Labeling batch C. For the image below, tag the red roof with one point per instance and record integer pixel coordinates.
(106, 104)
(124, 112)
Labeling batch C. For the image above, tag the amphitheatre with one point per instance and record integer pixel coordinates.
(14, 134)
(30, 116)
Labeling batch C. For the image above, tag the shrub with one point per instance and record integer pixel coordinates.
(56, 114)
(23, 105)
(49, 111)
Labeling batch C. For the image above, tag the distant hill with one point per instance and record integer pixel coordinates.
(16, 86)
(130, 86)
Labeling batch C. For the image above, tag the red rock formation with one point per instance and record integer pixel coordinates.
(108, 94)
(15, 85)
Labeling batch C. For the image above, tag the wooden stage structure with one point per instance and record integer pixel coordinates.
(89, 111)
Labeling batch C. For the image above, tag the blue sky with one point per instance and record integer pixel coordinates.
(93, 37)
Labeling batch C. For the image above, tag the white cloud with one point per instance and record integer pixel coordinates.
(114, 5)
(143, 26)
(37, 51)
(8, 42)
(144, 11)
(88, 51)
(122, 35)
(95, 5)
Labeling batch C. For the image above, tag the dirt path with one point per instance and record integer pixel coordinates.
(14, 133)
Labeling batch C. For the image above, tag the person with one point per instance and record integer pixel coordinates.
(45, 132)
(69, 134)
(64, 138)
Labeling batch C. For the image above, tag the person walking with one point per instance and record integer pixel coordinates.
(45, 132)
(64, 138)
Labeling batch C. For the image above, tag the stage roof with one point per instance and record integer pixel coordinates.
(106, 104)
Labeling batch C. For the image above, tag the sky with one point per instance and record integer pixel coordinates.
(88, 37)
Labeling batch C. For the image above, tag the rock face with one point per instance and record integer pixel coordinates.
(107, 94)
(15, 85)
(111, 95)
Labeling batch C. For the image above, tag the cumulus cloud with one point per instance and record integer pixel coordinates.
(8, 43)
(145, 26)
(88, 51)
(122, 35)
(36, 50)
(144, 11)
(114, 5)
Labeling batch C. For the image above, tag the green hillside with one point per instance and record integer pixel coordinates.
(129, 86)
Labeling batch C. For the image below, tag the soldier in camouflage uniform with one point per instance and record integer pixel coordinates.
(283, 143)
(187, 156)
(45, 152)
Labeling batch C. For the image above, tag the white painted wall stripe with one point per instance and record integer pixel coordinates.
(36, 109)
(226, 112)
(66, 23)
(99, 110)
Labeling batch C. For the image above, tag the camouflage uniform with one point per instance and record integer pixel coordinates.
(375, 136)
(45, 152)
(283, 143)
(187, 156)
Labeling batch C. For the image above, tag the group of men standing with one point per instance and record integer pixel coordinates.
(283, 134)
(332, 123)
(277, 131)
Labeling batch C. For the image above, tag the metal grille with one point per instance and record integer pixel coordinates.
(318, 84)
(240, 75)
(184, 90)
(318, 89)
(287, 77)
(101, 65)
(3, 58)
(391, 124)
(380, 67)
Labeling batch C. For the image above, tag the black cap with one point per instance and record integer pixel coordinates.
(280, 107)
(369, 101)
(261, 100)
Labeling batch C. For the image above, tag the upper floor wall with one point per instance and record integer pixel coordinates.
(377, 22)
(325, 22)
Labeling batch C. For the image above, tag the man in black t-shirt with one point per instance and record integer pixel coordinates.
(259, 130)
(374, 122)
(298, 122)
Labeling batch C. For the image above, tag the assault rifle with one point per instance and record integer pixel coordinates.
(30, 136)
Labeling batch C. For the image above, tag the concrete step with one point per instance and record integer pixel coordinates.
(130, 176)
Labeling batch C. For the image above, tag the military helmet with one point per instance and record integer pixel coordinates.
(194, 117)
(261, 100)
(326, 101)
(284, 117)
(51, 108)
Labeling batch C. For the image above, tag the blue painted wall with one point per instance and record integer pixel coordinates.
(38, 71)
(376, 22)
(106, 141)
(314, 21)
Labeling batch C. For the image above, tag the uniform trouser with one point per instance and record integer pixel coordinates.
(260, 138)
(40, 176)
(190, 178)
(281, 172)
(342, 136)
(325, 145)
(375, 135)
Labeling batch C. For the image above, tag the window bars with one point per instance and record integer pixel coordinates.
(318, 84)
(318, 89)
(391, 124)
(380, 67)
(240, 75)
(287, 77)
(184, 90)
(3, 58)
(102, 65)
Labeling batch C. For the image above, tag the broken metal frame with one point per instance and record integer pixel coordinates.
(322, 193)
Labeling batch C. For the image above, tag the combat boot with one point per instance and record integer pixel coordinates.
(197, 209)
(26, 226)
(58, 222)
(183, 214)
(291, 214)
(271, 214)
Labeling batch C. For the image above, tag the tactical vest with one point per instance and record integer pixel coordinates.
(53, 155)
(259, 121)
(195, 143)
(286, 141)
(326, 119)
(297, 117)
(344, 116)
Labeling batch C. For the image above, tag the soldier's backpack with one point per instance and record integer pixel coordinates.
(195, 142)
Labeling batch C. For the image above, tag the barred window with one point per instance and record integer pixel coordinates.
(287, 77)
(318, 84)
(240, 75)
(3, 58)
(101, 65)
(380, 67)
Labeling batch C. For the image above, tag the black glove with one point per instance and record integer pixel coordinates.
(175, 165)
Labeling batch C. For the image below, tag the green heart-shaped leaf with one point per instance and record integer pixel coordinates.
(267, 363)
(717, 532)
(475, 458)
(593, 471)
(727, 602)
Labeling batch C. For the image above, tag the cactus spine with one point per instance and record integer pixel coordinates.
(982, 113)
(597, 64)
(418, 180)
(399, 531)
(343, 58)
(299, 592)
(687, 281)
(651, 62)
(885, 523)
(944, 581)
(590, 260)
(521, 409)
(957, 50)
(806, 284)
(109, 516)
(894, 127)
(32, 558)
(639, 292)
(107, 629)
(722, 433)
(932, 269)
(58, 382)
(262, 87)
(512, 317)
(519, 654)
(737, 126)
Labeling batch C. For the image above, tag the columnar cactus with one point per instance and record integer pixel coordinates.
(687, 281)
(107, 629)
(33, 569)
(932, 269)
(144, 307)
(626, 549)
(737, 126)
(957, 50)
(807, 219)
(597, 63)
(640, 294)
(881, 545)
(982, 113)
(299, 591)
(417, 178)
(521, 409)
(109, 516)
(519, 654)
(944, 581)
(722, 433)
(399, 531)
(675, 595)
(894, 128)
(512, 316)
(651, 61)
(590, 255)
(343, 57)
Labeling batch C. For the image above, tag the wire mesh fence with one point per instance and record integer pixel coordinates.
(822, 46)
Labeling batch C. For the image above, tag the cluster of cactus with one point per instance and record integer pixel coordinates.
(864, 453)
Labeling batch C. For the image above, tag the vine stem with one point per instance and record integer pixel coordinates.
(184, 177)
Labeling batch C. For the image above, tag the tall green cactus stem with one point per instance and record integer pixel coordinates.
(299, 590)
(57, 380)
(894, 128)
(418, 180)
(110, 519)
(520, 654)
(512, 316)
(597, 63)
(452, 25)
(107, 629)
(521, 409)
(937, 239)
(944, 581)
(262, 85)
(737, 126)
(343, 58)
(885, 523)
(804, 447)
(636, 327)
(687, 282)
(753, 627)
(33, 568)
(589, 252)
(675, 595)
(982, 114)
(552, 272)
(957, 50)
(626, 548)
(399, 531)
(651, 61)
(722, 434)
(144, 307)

▶ _Exercise description_:
The material is to be written out again in full, with no word altered.

▶ _Exercise response_:
Labeling batch C. For the image below, tag the red roof with one point per instance and record integer pixel coordinates.
(106, 104)
(124, 112)
Labeling batch C. For the image above, tag the amphitheatre with one point per instance and record integer pixel coordinates.
(14, 134)
(30, 116)
Labeling batch C. For the image above, tag the shrub with one point per instance and record integer pixel coordinates.
(56, 114)
(23, 105)
(49, 111)
Labeling batch C. For the image above, tag the distant hill with one point per instance and record integer pixel coordinates.
(16, 86)
(130, 86)
Labeling batch C. For the image above, tag the red rock formation with one point per instance and record integer pixel coordinates.
(108, 94)
(15, 85)
Labeling batch C. For the image above, tag the wooden stage structure with one point per instance and record integer pixel coordinates.
(89, 111)
Labeling batch C. For the image above, tag the blue sky with one point per instance and record integer pixel coordinates.
(93, 37)
Labeling batch C. For the image above, tag the white cloud with one point per instance and record integer pixel coordinates.
(114, 5)
(143, 26)
(37, 51)
(8, 42)
(144, 11)
(88, 51)
(122, 35)
(95, 5)
Labeling batch C. For the image above, tag the dirt path with one point per instance and record integer pixel coordinates.
(14, 133)
Labeling batch C. For the image above, tag the person with one point per instance and record integer pixel coordinates.
(45, 132)
(69, 134)
(64, 138)
Labeling batch C. For the image above, tag the person walking with one point per instance and record integer pixel coordinates.
(45, 132)
(64, 138)
Labeling batch C. For the image above, tag the stage roof with one point per instance and record integer pixel coordinates.
(106, 104)
Labeling batch C. For the image above, tag the sky with one point per instance and record integer pixel coordinates.
(88, 37)
Labeling batch C. For the image above, tag the rock face with one point per instance and record integer pixel coordinates.
(107, 94)
(15, 85)
(111, 95)
Labeling batch C. For the image above, tag the cumulus cloud with one point per instance and record integer pixel coordinates.
(8, 43)
(145, 26)
(88, 51)
(122, 35)
(36, 50)
(144, 11)
(114, 5)
Labeling batch C. For the image above, tag the green hillside with one point per instance and record integer pixel coordinates.
(129, 86)
Labeling batch C. For the image below, tag the soldier in camouflage uniform with one point per instance and record integer pixel coordinates.
(283, 143)
(187, 156)
(45, 152)
Labeling batch C. For the image above, tag the white painted wall stripe with one point per instance and record integer pixel coordinates.
(36, 109)
(226, 112)
(66, 23)
(99, 110)
Labeling batch C. For the image above, tag the camouflage uniform with one point per instance and record integer pixel coordinates.
(375, 136)
(45, 152)
(283, 143)
(187, 156)
Labeling batch C. For the image above, tag the group of men standing with one point per instance and record integer pixel coordinates.
(283, 134)
(332, 123)
(277, 131)
Labeling batch C. For the image above, tag the metal grille with one point per instance and record integer pixel coordinates.
(318, 84)
(240, 75)
(184, 90)
(318, 89)
(287, 77)
(101, 65)
(3, 58)
(391, 124)
(380, 67)
Labeling batch C. For the image above, tag the black cap with one point per instance and record integer pixel coordinates.
(280, 107)
(369, 101)
(261, 100)
Labeling batch C. For the image above, tag the upper floor wall with one point per instance and record integer pixel coordinates.
(377, 22)
(325, 22)
Labeling batch C. For the image above, tag the man in black t-shirt with one point per instance and record integer pixel coordinates.
(259, 130)
(374, 122)
(298, 122)
Labeling batch C. For the image above, tag the assault rifle with one point per instance and record integer pixel coordinates.
(30, 136)
Labeling batch C. For the image above, tag the concrete step with one point per instance and record integer pixel coordinates.
(130, 176)
Labeling batch C. For the image above, tag the military helmet with one point per instance and record integer pixel coordinates.
(194, 117)
(261, 100)
(326, 101)
(284, 117)
(51, 108)
Labeling batch C. For the image above, tag the blue painted wall with one point per instance and record integer pixel coordinates.
(38, 71)
(376, 22)
(106, 141)
(314, 21)
Labeling batch C. For the image above, tag the uniform trouser with one point per instance and record integer pixel coordinates.
(260, 138)
(40, 176)
(190, 178)
(281, 172)
(342, 136)
(325, 145)
(375, 135)
Labeling batch C. For the image above, tag the window bars with one point per instance and record integer pixel coordinates.
(318, 84)
(318, 89)
(391, 124)
(380, 67)
(240, 75)
(287, 77)
(184, 90)
(3, 58)
(102, 65)
Labeling batch C. For the image above, tag the broken metal frame with one point per instance and record integer pixel coordinates.
(322, 193)
Labeling batch C. For the image above, tag the combat boot with one point per instance and record integer pixel coordinates.
(197, 209)
(26, 226)
(58, 222)
(183, 214)
(291, 214)
(271, 214)
Labeling batch C. For the image above, tag the tactical vest with one point per instance and record integer pixel coordinates.
(53, 155)
(259, 121)
(195, 143)
(286, 141)
(326, 119)
(297, 117)
(344, 116)
Labeling batch C. For the image above, tag the soldier's backpack with one point per instance and record integer pixel coordinates.
(195, 142)
Labeling batch C. For the image above, tag the barred window with one point per instance and record integer pixel coordinates.
(287, 77)
(318, 84)
(240, 75)
(3, 58)
(101, 65)
(380, 67)
Labeling batch C. For the image above, tag the black glove with one point per instance and record integer pixel coordinates.
(175, 165)
Labeling batch C. For the image below, tag the green heart-shaped leaf with one point per instance and record integer pixel coordinates.
(267, 363)
(717, 532)
(475, 458)
(593, 471)
(727, 602)
Labeling batch C. For the image above, tag the cactus spine with one point per instance and record integer pixel coordinates.
(982, 113)
(597, 64)
(418, 180)
(399, 531)
(343, 58)
(299, 592)
(687, 281)
(651, 62)
(885, 523)
(944, 581)
(590, 260)
(521, 409)
(957, 50)
(806, 284)
(109, 516)
(894, 127)
(32, 558)
(639, 292)
(107, 629)
(722, 433)
(932, 269)
(58, 382)
(262, 87)
(512, 317)
(519, 654)
(737, 126)
Labeling batch C. For the image above, tag the columnar cactus with one point per instance and record integer pixel coordinates.
(687, 281)
(107, 629)
(33, 569)
(932, 269)
(144, 307)
(626, 549)
(737, 126)
(957, 50)
(807, 219)
(597, 63)
(640, 294)
(881, 545)
(982, 113)
(299, 591)
(417, 178)
(521, 409)
(109, 516)
(519, 654)
(944, 581)
(722, 433)
(399, 531)
(675, 595)
(894, 128)
(512, 316)
(651, 61)
(590, 255)
(343, 57)
Labeling batch C. For the image above, tag the wire mesh fence with one point per instance and record integer pixel coordinates.
(822, 46)
Labeling batch C. For the image above, tag the cluster of cactus with one point per instance and record integer pixel coordinates.
(864, 453)
Labeling batch C. For the image above, tag the vine stem with one point per instance and record integer pixel coordinates.
(184, 177)
Labeling batch C. For the image above, tag the tall green cactus stem with one point per instance and record integer pixel coordinates.
(299, 590)
(57, 380)
(894, 128)
(418, 180)
(110, 519)
(520, 654)
(512, 316)
(597, 63)
(452, 25)
(107, 629)
(521, 409)
(937, 239)
(944, 581)
(262, 85)
(737, 126)
(343, 58)
(885, 523)
(804, 447)
(636, 327)
(687, 282)
(753, 627)
(33, 568)
(589, 252)
(675, 595)
(982, 114)
(552, 272)
(957, 50)
(626, 548)
(399, 531)
(651, 61)
(722, 434)
(144, 307)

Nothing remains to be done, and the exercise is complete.